%%

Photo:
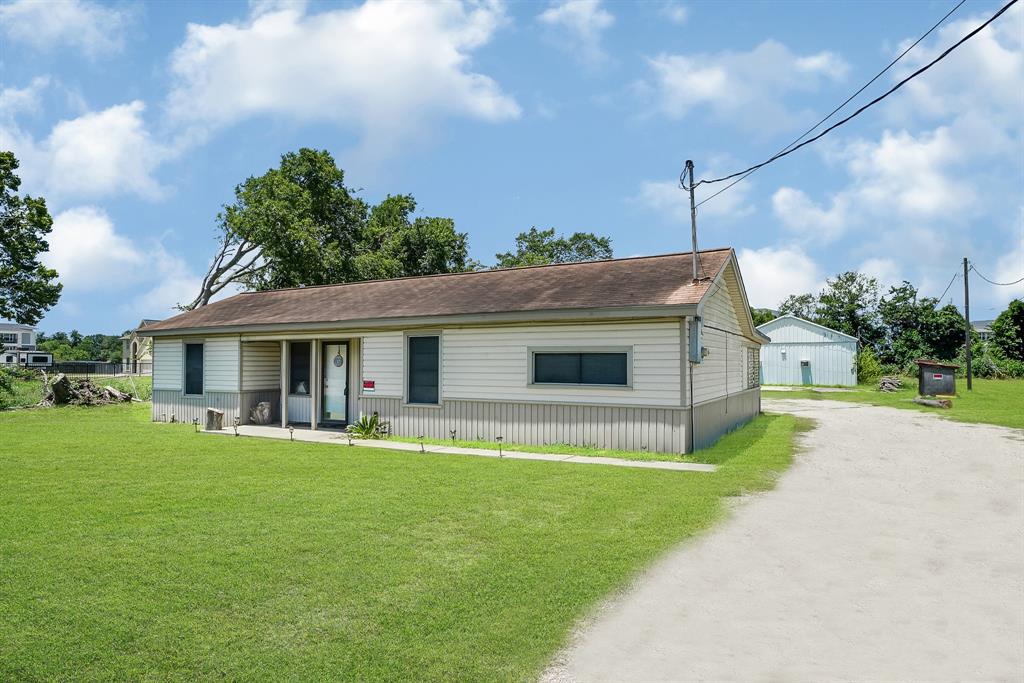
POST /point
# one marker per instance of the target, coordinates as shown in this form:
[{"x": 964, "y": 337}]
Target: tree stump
[
  {"x": 214, "y": 419},
  {"x": 260, "y": 413},
  {"x": 61, "y": 389}
]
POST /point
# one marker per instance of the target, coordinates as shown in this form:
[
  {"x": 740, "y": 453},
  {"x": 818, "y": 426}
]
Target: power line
[
  {"x": 847, "y": 101},
  {"x": 875, "y": 101},
  {"x": 1016, "y": 282}
]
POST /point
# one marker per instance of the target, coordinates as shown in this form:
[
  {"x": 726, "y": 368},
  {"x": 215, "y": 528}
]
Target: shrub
[{"x": 868, "y": 368}]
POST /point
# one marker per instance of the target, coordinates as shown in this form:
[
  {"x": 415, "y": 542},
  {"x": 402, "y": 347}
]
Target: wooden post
[
  {"x": 315, "y": 384},
  {"x": 284, "y": 383}
]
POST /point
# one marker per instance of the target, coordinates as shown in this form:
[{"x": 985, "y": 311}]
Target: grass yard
[
  {"x": 991, "y": 401},
  {"x": 132, "y": 550},
  {"x": 559, "y": 449}
]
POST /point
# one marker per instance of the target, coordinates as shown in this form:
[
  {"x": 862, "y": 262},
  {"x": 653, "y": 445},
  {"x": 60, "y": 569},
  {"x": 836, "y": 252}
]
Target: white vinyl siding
[
  {"x": 260, "y": 366},
  {"x": 726, "y": 360},
  {"x": 494, "y": 363},
  {"x": 383, "y": 360},
  {"x": 220, "y": 364},
  {"x": 168, "y": 369}
]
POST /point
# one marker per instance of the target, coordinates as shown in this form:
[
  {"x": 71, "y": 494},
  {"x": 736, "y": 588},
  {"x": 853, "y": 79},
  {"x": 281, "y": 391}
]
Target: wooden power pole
[{"x": 967, "y": 323}]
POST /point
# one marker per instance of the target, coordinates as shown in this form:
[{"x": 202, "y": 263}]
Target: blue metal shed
[{"x": 805, "y": 352}]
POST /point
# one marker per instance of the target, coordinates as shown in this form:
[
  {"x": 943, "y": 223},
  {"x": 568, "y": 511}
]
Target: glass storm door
[{"x": 335, "y": 359}]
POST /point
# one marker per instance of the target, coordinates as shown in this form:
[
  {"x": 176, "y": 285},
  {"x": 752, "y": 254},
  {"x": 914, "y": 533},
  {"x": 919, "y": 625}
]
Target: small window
[
  {"x": 298, "y": 375},
  {"x": 424, "y": 361},
  {"x": 194, "y": 370},
  {"x": 581, "y": 368}
]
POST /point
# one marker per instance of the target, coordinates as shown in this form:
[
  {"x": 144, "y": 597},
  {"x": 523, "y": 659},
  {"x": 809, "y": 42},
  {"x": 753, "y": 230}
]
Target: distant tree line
[
  {"x": 76, "y": 346},
  {"x": 898, "y": 327}
]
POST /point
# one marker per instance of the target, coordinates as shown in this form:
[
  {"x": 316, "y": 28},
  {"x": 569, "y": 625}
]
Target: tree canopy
[
  {"x": 543, "y": 247},
  {"x": 28, "y": 289}
]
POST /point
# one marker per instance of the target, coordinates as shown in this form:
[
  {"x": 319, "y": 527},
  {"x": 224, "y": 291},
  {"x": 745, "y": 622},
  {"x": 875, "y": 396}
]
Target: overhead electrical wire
[
  {"x": 845, "y": 102},
  {"x": 1016, "y": 282},
  {"x": 951, "y": 281},
  {"x": 864, "y": 108}
]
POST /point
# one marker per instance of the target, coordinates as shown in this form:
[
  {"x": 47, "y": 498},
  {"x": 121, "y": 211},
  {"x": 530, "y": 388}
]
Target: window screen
[
  {"x": 194, "y": 369},
  {"x": 298, "y": 375},
  {"x": 581, "y": 369},
  {"x": 423, "y": 365}
]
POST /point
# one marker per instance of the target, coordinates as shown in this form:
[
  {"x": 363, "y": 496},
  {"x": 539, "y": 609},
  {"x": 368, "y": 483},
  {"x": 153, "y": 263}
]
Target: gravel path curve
[{"x": 893, "y": 550}]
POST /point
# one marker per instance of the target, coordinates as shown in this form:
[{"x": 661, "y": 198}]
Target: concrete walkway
[
  {"x": 892, "y": 550},
  {"x": 340, "y": 438}
]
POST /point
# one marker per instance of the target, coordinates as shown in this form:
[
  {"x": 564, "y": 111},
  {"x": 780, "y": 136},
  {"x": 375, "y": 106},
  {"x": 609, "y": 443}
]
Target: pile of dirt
[{"x": 62, "y": 390}]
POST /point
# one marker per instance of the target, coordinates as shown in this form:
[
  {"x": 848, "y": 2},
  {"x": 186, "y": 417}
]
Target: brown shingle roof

%%

BRIEF.
Do not include the images; transcribe the rest of the listing exactly.

REPLY TO THE EXERCISE.
Photo:
POST /point
# one marker per instance of the target, coordinates as shown in this form:
[{"x": 964, "y": 337}]
Target: tree stump
[
  {"x": 214, "y": 419},
  {"x": 260, "y": 413},
  {"x": 61, "y": 389}
]
POST /point
# one marker per instance of the target, coordinates as shown in this form:
[
  {"x": 740, "y": 453},
  {"x": 818, "y": 426}
]
Target: power line
[
  {"x": 847, "y": 101},
  {"x": 875, "y": 101},
  {"x": 1016, "y": 282}
]
POST /point
# one marker per instance of the target, coordinates as shown in this form:
[
  {"x": 726, "y": 368},
  {"x": 215, "y": 528}
]
Target: shrub
[{"x": 868, "y": 368}]
POST /point
# one marker per instance of the target, coordinates as shown in this form:
[
  {"x": 415, "y": 542},
  {"x": 402, "y": 347}
]
Target: wooden post
[
  {"x": 315, "y": 384},
  {"x": 284, "y": 383}
]
POST /point
# one marker per instance of the target, coordinates as shown in this form:
[{"x": 985, "y": 311}]
Target: grass yard
[
  {"x": 991, "y": 401},
  {"x": 132, "y": 550},
  {"x": 559, "y": 449}
]
POST /point
# one marker per instance of the target, coordinates as shown in this form:
[
  {"x": 862, "y": 262},
  {"x": 653, "y": 445},
  {"x": 60, "y": 569},
  {"x": 836, "y": 252}
]
Target: white vinyl siding
[
  {"x": 260, "y": 366},
  {"x": 726, "y": 360},
  {"x": 494, "y": 363},
  {"x": 383, "y": 360},
  {"x": 220, "y": 364},
  {"x": 168, "y": 369}
]
POST /point
# one marker per instance of the target, coordinates as shown in this form:
[
  {"x": 71, "y": 494},
  {"x": 736, "y": 588},
  {"x": 853, "y": 79},
  {"x": 281, "y": 391}
]
Target: wooden power pole
[{"x": 967, "y": 323}]
POST /point
# one marker per instance of the target, coordinates as shown in this form:
[{"x": 202, "y": 263}]
Target: blue metal shed
[{"x": 805, "y": 352}]
POST /point
# one marker per instance of the target, coordinates as shown in this form:
[
  {"x": 943, "y": 223},
  {"x": 568, "y": 511}
]
Target: glass storm door
[{"x": 335, "y": 359}]
POST /point
# one marker per instance of the target, coordinates as shown in this form:
[
  {"x": 176, "y": 285},
  {"x": 752, "y": 254},
  {"x": 914, "y": 533},
  {"x": 919, "y": 625}
]
Target: small window
[
  {"x": 298, "y": 375},
  {"x": 424, "y": 361},
  {"x": 194, "y": 370},
  {"x": 581, "y": 368}
]
POST /point
# one marker per instance of the target, coordinates as shown in this form:
[
  {"x": 144, "y": 597},
  {"x": 523, "y": 659},
  {"x": 809, "y": 42},
  {"x": 753, "y": 230}
]
Target: distant tree line
[
  {"x": 76, "y": 346},
  {"x": 898, "y": 327}
]
POST /point
# one marker per instance of the target, coordinates as shown in this form:
[
  {"x": 316, "y": 28},
  {"x": 569, "y": 625}
]
Target: tree canopy
[
  {"x": 543, "y": 247},
  {"x": 28, "y": 289}
]
POST /point
# one marker per instance of the target, coordinates as shown in this form:
[
  {"x": 319, "y": 527},
  {"x": 224, "y": 291},
  {"x": 745, "y": 622},
  {"x": 875, "y": 396}
]
Target: overhead electrical wire
[
  {"x": 845, "y": 102},
  {"x": 1016, "y": 282},
  {"x": 951, "y": 281},
  {"x": 864, "y": 108}
]
POST /point
# one marker per instance of the target, coordinates as shown in this form:
[
  {"x": 47, "y": 498},
  {"x": 121, "y": 211},
  {"x": 530, "y": 388}
]
Target: window screen
[
  {"x": 194, "y": 369},
  {"x": 298, "y": 375},
  {"x": 581, "y": 369},
  {"x": 423, "y": 365}
]
POST /point
# one marker per instance of the target, coordinates as shown in this form:
[
  {"x": 363, "y": 496},
  {"x": 539, "y": 609},
  {"x": 368, "y": 483},
  {"x": 153, "y": 263}
]
Target: gravel path curve
[{"x": 893, "y": 550}]
POST /point
# one marker per instance of the target, coordinates as shown in this form:
[{"x": 661, "y": 198}]
Target: concrete walkway
[
  {"x": 892, "y": 550},
  {"x": 340, "y": 438}
]
POST /point
# one marker per instance of the target, coordinates as shown in this form:
[
  {"x": 564, "y": 111},
  {"x": 780, "y": 136},
  {"x": 375, "y": 106},
  {"x": 609, "y": 443}
]
Target: pile of dirt
[{"x": 62, "y": 390}]
POST /point
# one marker per instance of the target, coordinates as shown in this form:
[
  {"x": 848, "y": 2},
  {"x": 186, "y": 417}
]
Target: brown shingle roof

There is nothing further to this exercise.